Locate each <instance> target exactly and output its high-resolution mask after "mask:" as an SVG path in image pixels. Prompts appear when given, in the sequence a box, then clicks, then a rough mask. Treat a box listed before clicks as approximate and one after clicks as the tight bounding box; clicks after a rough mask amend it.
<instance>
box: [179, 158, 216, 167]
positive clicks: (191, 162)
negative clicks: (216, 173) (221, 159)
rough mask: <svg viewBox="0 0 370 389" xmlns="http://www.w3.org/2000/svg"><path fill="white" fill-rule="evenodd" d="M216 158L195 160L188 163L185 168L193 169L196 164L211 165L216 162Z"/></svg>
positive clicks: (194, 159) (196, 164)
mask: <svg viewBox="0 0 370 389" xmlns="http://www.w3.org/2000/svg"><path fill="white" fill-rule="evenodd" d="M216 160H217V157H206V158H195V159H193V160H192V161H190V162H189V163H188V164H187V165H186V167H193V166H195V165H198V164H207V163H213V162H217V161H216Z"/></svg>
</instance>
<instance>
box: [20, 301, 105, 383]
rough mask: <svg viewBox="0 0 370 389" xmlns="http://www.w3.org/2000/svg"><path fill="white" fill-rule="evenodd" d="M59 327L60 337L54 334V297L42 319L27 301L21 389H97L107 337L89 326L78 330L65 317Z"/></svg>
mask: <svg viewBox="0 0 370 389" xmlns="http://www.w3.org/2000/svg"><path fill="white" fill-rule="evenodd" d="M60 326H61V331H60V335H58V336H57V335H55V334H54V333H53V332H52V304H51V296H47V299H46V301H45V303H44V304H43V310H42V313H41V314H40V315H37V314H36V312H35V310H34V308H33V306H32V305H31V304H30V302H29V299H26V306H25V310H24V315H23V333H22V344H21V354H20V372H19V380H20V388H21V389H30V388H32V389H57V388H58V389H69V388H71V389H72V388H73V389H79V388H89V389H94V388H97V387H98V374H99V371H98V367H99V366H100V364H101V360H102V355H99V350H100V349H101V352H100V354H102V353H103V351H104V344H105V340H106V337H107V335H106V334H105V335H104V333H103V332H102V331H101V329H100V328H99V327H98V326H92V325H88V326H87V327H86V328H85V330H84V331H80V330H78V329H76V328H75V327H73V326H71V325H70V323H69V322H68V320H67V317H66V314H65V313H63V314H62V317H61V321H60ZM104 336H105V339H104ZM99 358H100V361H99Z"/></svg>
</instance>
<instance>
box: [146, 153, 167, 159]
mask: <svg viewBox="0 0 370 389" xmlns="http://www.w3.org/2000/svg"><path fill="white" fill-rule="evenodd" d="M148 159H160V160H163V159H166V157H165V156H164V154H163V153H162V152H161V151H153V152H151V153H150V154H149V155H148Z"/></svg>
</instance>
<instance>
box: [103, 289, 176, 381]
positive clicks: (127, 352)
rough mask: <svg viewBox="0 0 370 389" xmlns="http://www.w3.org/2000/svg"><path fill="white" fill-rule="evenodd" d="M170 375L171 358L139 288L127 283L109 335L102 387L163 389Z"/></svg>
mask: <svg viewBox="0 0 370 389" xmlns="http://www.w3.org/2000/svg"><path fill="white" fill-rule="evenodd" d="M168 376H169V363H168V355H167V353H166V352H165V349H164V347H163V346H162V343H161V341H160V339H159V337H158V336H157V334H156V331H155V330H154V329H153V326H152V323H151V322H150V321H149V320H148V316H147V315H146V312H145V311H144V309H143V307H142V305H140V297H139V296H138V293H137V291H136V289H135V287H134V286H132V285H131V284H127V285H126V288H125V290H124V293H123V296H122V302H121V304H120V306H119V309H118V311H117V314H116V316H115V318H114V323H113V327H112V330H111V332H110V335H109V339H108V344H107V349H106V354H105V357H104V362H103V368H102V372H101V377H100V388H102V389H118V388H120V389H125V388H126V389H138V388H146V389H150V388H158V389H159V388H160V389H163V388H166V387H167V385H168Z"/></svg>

Work task:
Which of the lines above contain the word "rough"? List each of those lines in full.

Answer area:
Locate each <instance> target exactly and output its high-resolution mask after "mask:" as an SVG path in image pixels. Prompts appear when given, in the sequence a box, then clicks, then a rough mask. Treat a box listed before clicks as approximate and one after clicks as the tight bounding box; clicks after a rough mask amend it.
rough mask: <svg viewBox="0 0 370 389" xmlns="http://www.w3.org/2000/svg"><path fill="white" fill-rule="evenodd" d="M216 158L195 160L188 163L185 168L193 169L196 164L211 165L216 162Z"/></svg>
rough mask: <svg viewBox="0 0 370 389" xmlns="http://www.w3.org/2000/svg"><path fill="white" fill-rule="evenodd" d="M59 327L60 337L54 334V297L42 319L27 301L21 389H97L107 337L89 326L78 330L65 317Z"/></svg>
rough mask: <svg viewBox="0 0 370 389" xmlns="http://www.w3.org/2000/svg"><path fill="white" fill-rule="evenodd" d="M170 375L171 358L139 288L127 283L109 335L102 387L163 389Z"/></svg>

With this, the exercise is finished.